Text passage:
——

S. Shankar

Contact:
subraman@hawaii.edu

Website:
S. Shankar


Office hours:
T 10-12


S. Shankar is a critic, novelist,  and translator. His scholarly areas of interest are postcolonial literature (especially of Africa and South Asia), literature of immigration, film, creative writing and translation studies. He is Professor of English and Chair of the English Department, and editor of the literary journal Mānoa, based in the department.

His most recent books are the novel Ghost in the Tamarind (U of Hawaii Press 2017) and the co-edited anthology Caste and Life Narratives (special issue of Biography 2017 and Primus Books India 2019). An Italian translation of Ghost in the Tamarind was published in 2021.

His last book-length work of criticism is Flesh and Fish Blood: Postcolonialism, Translation, and the Vernacular (U. of California P.; OrientBlackswan India), published in 2012.

Two other novels are No End to the Journey, published by Steerforth Press in 2005, and A Map of Where I Live, published in 1998. A Spanish translation of No End to the Journey appeared in 2009.

In 2001, Shankar published his first volume of criticism, entitled Textual Traffic: Colonialism, Modernity, and the Economy of the Text (SUNY Press). The book has been positively reviewed for its explication of the relationship between colonialism and modernity and its innovations of critical methodology.

Shankar is co-editor with Louis Mendoza of the anthology Crossing into America: The New Literature of Immigration (New Press, 2003), which brings together poems, excerpts from novels and memoirs, short stories, letters, and essays to present immigrant literature since 1965.

——

Based on the faculty profile, state whether each statement agrees with it, answering yes or no and quoting the words that decide it: (a) An Italian translation of Ghost in the Tamarind was published in 2021. (b) No End to the Journey was published by SUNY Press. (c) Shankar co-edited Crossing into America with Louis Mendoza. Rely solely on the faculty profile above.

[Items listed in a dataset]
——

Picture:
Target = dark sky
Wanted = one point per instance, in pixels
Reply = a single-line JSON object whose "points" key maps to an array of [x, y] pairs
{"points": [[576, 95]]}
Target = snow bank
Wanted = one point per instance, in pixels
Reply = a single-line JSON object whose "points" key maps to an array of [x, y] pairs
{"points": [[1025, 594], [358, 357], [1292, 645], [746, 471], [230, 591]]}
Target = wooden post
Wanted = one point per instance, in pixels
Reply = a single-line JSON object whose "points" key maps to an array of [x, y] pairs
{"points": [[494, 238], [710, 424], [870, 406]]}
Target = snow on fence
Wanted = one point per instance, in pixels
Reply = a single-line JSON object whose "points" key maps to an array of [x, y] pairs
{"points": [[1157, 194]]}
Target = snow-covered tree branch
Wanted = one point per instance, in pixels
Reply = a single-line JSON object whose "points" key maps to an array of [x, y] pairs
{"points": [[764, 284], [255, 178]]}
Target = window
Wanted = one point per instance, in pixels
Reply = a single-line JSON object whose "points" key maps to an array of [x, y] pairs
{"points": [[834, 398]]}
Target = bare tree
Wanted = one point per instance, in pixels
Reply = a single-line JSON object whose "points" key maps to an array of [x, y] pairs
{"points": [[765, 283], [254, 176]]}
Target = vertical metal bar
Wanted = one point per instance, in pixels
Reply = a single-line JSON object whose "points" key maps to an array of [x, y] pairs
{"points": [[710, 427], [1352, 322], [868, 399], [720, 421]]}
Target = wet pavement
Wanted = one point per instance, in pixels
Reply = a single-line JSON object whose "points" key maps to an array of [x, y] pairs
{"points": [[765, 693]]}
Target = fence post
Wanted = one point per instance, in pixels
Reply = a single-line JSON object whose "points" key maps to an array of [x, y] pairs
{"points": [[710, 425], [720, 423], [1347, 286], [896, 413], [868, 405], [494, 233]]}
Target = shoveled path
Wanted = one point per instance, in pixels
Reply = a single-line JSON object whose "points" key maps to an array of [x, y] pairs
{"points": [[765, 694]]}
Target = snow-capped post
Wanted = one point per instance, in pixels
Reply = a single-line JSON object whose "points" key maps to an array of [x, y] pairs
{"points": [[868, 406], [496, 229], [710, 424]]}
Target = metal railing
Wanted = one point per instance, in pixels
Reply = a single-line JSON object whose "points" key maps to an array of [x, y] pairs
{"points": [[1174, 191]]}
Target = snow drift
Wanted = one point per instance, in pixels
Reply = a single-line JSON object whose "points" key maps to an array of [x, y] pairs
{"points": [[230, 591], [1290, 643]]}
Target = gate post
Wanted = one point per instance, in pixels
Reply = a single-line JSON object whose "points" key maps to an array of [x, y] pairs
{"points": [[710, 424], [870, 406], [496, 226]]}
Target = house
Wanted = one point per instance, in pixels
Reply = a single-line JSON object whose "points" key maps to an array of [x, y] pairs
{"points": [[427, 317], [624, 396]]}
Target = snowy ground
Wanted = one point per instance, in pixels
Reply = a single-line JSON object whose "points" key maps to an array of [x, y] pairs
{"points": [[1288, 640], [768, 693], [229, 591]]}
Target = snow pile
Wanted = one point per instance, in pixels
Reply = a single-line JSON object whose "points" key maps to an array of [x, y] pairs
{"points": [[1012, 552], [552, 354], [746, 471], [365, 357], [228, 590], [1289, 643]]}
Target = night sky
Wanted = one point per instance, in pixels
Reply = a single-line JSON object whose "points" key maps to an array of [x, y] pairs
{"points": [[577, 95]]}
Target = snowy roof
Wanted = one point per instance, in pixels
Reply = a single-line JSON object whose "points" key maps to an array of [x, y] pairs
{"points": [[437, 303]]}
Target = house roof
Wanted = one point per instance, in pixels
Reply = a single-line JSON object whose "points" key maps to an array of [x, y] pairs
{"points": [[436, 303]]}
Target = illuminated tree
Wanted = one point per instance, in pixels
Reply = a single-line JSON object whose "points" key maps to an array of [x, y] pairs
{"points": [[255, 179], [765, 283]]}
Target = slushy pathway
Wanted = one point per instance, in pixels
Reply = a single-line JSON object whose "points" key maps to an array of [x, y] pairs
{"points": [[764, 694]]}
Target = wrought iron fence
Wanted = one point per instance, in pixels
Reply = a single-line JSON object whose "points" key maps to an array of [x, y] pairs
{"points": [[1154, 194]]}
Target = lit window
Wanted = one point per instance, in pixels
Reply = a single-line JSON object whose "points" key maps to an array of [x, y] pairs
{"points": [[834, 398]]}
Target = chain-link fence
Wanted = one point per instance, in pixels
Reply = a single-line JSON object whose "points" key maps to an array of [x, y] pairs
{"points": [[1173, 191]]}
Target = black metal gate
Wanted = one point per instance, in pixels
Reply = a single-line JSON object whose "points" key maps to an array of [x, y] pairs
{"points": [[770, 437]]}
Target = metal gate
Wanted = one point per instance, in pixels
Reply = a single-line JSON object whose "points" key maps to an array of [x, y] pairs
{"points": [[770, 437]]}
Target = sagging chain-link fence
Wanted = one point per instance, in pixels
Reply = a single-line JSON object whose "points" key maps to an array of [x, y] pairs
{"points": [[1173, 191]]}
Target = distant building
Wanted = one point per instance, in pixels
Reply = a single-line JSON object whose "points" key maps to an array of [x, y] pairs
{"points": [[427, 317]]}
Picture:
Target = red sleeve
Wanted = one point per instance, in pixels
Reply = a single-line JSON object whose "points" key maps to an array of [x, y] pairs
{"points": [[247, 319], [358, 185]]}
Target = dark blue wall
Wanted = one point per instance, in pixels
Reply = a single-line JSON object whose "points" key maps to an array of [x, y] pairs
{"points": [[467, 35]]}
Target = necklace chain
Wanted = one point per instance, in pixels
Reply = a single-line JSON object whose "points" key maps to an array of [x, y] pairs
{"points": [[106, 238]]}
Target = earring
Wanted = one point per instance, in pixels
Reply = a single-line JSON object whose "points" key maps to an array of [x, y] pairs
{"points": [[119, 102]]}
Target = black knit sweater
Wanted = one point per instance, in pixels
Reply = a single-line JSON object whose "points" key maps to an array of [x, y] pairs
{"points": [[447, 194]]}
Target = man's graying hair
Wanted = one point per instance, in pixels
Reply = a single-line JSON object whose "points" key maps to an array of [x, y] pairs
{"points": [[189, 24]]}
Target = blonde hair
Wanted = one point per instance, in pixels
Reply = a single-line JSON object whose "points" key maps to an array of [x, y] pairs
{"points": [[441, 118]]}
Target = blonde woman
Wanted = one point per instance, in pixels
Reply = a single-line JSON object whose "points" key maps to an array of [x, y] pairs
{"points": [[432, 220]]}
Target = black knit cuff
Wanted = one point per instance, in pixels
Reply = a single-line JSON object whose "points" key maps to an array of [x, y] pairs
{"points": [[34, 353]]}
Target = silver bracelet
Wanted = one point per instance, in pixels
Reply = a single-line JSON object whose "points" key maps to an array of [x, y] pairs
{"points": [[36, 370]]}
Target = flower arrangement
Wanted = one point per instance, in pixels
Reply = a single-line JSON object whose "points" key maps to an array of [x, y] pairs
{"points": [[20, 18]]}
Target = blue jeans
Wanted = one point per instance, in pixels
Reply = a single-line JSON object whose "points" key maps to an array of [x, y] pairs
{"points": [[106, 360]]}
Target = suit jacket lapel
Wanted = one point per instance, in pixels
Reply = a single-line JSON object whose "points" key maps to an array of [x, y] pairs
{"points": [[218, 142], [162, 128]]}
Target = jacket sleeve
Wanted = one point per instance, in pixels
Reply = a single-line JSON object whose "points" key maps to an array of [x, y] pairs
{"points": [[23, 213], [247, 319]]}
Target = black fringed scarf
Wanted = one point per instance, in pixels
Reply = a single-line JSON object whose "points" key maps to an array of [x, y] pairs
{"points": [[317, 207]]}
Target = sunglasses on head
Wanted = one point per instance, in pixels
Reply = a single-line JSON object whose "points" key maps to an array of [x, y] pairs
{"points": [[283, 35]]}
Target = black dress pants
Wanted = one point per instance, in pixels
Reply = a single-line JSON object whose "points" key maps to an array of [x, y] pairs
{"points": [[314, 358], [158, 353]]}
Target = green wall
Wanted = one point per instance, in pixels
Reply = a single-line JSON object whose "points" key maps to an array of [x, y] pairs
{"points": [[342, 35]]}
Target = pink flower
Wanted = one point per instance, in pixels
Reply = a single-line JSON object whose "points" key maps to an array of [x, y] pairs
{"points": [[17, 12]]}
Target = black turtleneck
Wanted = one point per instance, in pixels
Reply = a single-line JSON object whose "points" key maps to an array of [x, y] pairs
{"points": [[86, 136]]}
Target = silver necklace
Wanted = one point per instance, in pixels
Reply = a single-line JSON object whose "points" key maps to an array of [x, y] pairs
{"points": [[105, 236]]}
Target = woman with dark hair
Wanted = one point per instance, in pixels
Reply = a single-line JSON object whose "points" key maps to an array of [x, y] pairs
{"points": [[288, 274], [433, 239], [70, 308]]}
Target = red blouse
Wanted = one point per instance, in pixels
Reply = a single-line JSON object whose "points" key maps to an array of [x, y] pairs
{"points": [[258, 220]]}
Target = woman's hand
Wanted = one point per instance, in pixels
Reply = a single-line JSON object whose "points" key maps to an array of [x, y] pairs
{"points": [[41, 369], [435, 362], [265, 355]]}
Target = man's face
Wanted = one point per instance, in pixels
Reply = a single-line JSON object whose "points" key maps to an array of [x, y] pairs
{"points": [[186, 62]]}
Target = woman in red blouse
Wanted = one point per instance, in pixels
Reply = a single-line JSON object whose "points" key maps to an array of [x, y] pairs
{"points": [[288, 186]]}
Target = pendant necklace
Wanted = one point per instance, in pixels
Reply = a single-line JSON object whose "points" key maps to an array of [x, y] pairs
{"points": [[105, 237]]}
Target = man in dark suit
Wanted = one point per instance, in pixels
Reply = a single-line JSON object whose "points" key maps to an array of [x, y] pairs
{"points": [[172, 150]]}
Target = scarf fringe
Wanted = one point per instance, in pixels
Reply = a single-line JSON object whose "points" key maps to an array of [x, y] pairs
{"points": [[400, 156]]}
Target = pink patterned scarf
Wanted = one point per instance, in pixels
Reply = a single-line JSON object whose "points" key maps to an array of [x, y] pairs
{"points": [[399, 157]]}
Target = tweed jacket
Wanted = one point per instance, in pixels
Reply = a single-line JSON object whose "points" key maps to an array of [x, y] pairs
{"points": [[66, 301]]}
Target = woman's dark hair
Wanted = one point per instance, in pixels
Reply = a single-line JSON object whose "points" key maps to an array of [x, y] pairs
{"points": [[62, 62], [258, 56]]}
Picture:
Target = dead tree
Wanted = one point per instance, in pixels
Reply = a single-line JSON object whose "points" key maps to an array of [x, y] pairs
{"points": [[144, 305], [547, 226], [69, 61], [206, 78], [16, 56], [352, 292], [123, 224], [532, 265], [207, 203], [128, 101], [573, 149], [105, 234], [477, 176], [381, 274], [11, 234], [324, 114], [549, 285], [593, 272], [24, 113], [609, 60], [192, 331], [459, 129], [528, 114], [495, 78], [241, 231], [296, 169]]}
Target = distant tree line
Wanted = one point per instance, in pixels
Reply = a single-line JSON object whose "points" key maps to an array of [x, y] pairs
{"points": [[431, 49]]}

——

Result of the task:
(a) Yes: "An Italian translation of Ghost in the Tamarind was published in 2021."
(b) No: "No End to the Journey, published by Steerforth Press in 2005"
(c) Yes: "Shankar is co-editor with Louis Mendoza of the anthology Crossing into America"